Passage cité ▸
Les bases neurales de l’art préhistorique
Cet article est une ébauche.JPB
Jean-Paul Baquiast 04/06/2016
Dans son dernier livre « Pourquoi l'art préhistorique ? » le préhistorien renommé et spécialiste de l'art dit des cavernes, Jean Clottes, indique que, au contraire de la plupart de ses confrères, il ne se limitera pas à des descriptions, aussi précises et savantes soient-elles, des manifestations de cet art. Autrement dit, il veut rechercher les causes de telles productions.
La difficulté est immense, si l'on considère que les hominidés et leurs successeurs homo sapiens (qu'il propose de nommer homo spiritualis) ont pendant plus de 50.000 ans laissé sur la plupart des continents où ils vivaient, des formes de plus en plus précises de cet art. Pour Jean Clottes, il ne s'agissait pas d'œuvres répondant à ce que nous appellerons aujourd'hui un souci esthétique, dit aussi de l'art pour l'art.
Il ira aussi plus loin que la plupart des analystes des causes, qui invoquent de vagues motifs magiques ou religieux. S'appuyant sur ce qu'il sait du chamanisme tel qu'il a survécu aujourd'hui dans certaines sociétés traditionnelles, il considère que l'art préhistorique était au service d'un pouvoir sans doute apparu très tôt, celui des chamanes. 1).
Si l'on considère que beaucoup de sociétés animales évoluées suscitent en leur sein des « chefs » à qui elles confient la survie du groupe, l'hypothèse de l'universalité de tels chefs, que l'on nomme chamanes dans le langage actuel, n'a rien d'impossible en ce qui concerne les premières sociétés humaines.
Mais pourquoi les chamanes auraient-ils recours à l'art paléolithique pour jouer leur rôle directeur et assurer leur pouvoir. Chez les éléphants par exemple, l'éléphante expérimentée à qui les groupes peuvent confier leur survie, ne dessine pas semble-t-il d'images pour se faire reconnaître comme chef. Elle se limite à des formes de communications gestuelles ou prélangagières qui étaient sans doute aussi présentes dans les sociétés préhistoriques, faites principalement de « chasseurs-cueilleurs » sans fixation géographique permanente.
Mais les hommes préhistoriques sont allés plus loin. Ils nous ont laissé des représentations de leur monde (notamment des animaux) que nous assimilons à l'expression artistique et qui sont d'ailleurs encore, pour la plupart, identifiables comme telles par nous. S'est-il agi d'universaux, propres à l'homo, non existants chez les animaux, sauf sous forme d'esquisses, qui auraient été liées à d'autres activités créatrices, telles que l'élaboration d'outils ou de langages primitifs ?
Si l'on retient l'hypothèse de Jean Clottes concernant le rôle essentiel des chamanes dans le développement de l'« art pariétal », ce seraient ceux-ci, autrement dit des individus particulièrement doués dans la prise de responsabilités et émergeant spontanément au sein des sociétés de l'époque, qui ont donné à la représentation graphique le rôle sociétal qu'elle a pris ensuite.

Un bloc de données
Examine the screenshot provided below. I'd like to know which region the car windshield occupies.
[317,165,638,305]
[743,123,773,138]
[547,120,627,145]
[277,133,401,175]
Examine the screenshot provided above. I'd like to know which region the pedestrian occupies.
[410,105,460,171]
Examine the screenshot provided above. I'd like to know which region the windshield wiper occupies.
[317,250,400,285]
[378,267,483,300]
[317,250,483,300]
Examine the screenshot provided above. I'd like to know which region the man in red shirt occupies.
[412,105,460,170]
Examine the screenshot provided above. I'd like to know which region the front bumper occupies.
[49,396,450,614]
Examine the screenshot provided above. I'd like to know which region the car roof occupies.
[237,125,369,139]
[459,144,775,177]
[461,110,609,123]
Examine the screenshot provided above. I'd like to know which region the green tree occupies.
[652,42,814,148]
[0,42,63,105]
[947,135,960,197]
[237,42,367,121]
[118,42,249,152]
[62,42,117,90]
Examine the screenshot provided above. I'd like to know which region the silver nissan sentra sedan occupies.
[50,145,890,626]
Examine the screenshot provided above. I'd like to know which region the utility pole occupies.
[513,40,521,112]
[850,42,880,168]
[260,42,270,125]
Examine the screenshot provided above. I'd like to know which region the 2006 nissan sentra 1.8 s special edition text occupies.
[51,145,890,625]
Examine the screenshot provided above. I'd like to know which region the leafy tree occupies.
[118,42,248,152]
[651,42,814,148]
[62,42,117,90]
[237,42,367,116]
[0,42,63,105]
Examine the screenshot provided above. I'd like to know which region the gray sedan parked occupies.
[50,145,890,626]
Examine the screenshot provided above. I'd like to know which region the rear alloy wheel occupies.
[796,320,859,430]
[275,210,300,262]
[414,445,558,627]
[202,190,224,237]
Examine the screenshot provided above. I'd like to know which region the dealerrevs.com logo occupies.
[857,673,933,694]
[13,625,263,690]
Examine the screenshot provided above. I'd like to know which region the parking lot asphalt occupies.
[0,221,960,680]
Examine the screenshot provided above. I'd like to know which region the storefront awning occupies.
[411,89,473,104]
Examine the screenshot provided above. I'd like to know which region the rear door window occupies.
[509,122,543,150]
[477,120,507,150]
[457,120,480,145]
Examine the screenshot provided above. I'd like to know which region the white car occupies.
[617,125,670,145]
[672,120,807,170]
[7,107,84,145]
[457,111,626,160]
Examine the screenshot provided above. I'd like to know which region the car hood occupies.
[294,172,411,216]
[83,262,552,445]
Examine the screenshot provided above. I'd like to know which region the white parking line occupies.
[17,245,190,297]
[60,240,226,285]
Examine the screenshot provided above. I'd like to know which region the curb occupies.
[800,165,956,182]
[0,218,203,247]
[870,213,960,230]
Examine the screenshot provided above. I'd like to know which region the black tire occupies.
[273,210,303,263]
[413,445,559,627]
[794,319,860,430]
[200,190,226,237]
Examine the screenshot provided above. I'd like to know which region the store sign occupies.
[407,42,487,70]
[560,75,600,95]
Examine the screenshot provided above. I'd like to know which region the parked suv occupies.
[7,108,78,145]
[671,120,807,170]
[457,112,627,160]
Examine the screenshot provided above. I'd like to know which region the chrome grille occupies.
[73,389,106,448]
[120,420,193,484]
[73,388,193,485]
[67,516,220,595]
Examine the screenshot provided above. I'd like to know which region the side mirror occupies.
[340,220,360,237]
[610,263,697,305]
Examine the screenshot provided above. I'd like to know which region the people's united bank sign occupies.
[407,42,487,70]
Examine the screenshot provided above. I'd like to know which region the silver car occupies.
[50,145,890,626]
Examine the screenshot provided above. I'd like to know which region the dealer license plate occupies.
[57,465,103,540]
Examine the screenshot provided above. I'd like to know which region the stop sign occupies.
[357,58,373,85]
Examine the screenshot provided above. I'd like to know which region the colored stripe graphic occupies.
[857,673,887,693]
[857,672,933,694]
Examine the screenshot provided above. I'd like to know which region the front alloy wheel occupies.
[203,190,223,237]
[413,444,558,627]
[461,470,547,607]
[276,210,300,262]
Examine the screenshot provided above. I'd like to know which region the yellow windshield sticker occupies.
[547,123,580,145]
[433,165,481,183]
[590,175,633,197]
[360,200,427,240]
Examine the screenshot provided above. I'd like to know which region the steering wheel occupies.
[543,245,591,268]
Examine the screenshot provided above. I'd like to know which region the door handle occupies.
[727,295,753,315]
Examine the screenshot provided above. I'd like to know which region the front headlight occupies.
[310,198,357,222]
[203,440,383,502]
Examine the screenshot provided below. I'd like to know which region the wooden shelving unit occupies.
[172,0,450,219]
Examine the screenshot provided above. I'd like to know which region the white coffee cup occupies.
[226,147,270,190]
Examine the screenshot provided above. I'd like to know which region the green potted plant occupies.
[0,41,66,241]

Consigne ▸ Reprenez, s'il vous plaît, l'article sur les bases neurales de l'art préhistorique juste après sa dernière phrase et poursuivez-le. Les enregistrements ne jouent aucun rôle ici.

Résultat attendu ▸
Sans doute est-ce le cas. Mais les chamanes, avec leurs facultés pour percevoir et ensuite transmettre des représentations symboliques, ne sont pas sortis de nulle part. Nous pensons qu'il faut chercher les origines de leurs capacités dans les mêmes universaux qui auraient permis aux hominiens, dès le temps des australopithèques, de se séparer évolutivement des autres grands singes.
La question a été souvent posée, concernant notamment l'apparition de l'outil et des langages symboliques. Les paléogénéticiens attribuent généralement cette véritable révolution à une série de mutations génétiques brutales, concernant notamment les aires cérébrales supports de la cognition. Il ne s'agirait donc pas d'une simple évolution culturelle lente dont les causes ne seraient pas aujourd'hui identifiables.
Dans l'hypothèse d'une mutation, peut-être survenue une fois et chez un seul individu, puis transmise par une série de facteurs favorables à ses descendants, il paraît justifié de rapprocher l'apparition des premiers outils qui nous sont parvenus, outils dits de l'âge de pierre, avec les premières capacités à se représenter dans l'imagination créatrice et à reproduire des formes au service d'un projet.
Les grands singes, comme certains autres animaux, identifient des formes pouvant leur servir d'outils, mais ils ne mémorisent apparemment pas ces formes de façon à en rechercher des équivalents dans des matériaux différents et pour des usages différents. A plus forte raison ne se transmettent-ils pas de représentations symboliques de tels outils afin de permettre la transmission sociale de leurs usages.
Apparition des premiers outils chez les australopithèques 3)
Si l'on admet que des australopithèques récents (- 3 millions d'années environ) ont procédé différemment, ce qui a permis une amélioration sociale progressive de leurs outils, on a tout lieu de penser que ce serait la mutation évoquée plus haut qui les aurait rendu capables de le faire. Les préhominiens, hominiens et homo(s) leur ayant succédé ont vu alors les applications sociétales (ou culturelles) de la mutation génétique initiale se multiplier, avec sans doute une complexification accrue des supports neurologiques permettant ces nouvelles capacités. On parlera d'une évolution épigénétique. 2)
Mais comment se représenter les origines du processus ayant permis à des australopithèques, à partir de roches non différenciées dans leur environnement, de choisir celles ayant la possibilité de jouer le rôle d'outil (par exemple celui de percuteur) et le cas échéant d'améliorer les performances de celui-ci en le taillant ?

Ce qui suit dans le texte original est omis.